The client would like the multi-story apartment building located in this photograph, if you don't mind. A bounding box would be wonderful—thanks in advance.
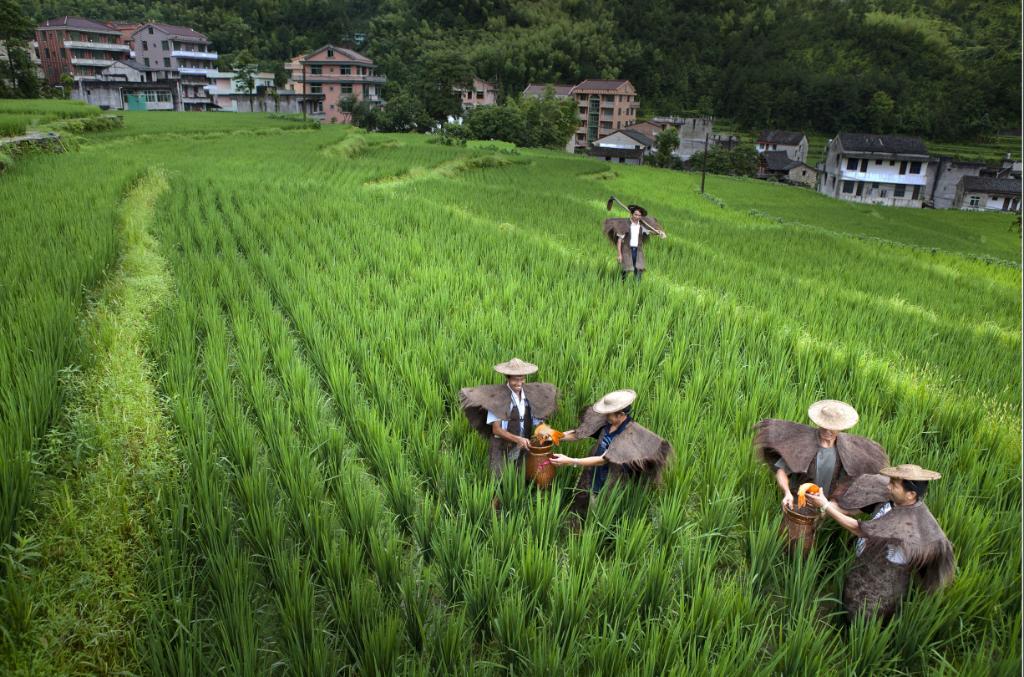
[285,45,384,123]
[817,133,932,208]
[35,16,130,85]
[129,23,217,110]
[569,80,638,152]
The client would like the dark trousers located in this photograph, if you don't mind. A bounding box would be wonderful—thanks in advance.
[621,246,643,281]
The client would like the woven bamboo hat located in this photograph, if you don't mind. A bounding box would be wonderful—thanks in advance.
[593,389,637,414]
[494,358,538,377]
[808,399,859,431]
[881,464,942,481]
[627,204,648,216]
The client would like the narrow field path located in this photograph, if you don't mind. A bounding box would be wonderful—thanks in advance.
[2,169,180,675]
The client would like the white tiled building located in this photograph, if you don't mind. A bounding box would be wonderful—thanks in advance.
[818,133,931,208]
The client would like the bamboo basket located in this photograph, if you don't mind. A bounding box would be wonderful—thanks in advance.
[782,505,821,557]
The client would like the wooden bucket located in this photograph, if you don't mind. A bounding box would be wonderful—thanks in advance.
[782,505,821,557]
[525,442,556,489]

About this exercise —
Give back exactly the lines from the one with "The client would like the wooden" through the final line of the material, both ends included, and no others.

Output for this exercise —
The client would like the wooden bucket located in this photograph, if you don't mind. A bounding box would be wonderful—thanks in advance.
[782,505,821,557]
[525,442,556,489]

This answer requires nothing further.